## What the task requires
Put the data, from its start through the line containing "192 108 L 126", into a numbered list, leaving out any blank lines.

---------- Dataset rows ----------

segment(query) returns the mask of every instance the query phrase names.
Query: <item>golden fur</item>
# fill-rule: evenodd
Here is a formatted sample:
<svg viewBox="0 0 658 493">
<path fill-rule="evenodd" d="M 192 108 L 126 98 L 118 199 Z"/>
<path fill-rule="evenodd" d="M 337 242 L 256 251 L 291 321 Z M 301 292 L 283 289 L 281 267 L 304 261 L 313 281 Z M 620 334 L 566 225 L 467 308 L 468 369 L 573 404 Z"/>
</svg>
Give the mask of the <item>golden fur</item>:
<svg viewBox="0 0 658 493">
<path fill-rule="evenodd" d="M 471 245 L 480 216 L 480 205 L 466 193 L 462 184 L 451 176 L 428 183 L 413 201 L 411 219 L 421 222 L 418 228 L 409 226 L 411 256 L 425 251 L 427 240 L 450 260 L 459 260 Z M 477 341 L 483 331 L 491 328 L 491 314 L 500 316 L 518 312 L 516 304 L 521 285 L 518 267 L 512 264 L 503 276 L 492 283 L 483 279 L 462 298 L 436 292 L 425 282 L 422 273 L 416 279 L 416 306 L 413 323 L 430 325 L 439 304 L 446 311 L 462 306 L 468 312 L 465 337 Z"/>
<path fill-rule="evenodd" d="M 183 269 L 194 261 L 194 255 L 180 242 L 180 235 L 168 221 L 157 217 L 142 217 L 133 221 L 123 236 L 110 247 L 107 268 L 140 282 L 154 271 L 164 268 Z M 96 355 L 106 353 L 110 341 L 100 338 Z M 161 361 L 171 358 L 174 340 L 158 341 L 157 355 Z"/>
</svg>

----------

## Worked answer
1. segment(query) returns the mask of every instance the query phrase names.
2. Query: <item>golden fur</item>
3. # fill-rule: evenodd
4. Here is a formatted sample:
5. <svg viewBox="0 0 658 493">
6. <path fill-rule="evenodd" d="M 192 108 L 126 98 L 118 199 Z"/>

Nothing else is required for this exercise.